INSTRUCTIONS FOR THE TASK:
Update the rows below by replacing every "Target" with "Object" and keeping everything else the same.

[Excerpts from location labeling data]
## begin

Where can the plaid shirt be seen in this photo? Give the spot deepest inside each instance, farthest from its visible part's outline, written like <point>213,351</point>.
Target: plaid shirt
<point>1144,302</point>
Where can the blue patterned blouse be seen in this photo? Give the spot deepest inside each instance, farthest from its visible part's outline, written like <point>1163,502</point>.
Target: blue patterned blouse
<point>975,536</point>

## end

RESULT OF THIS TASK:
Where can the plaid shirt be seen in this photo? Give the spot deepest inside each instance, farthest from its visible part's outline, written like <point>213,351</point>.
Object: plaid shirt
<point>1144,302</point>
Where can the blue patterned blouse be seen in this photo? Give the spot deepest inside each instance, farthest from its visible part's outline, written like <point>1163,502</point>.
Object: blue patterned blouse
<point>975,536</point>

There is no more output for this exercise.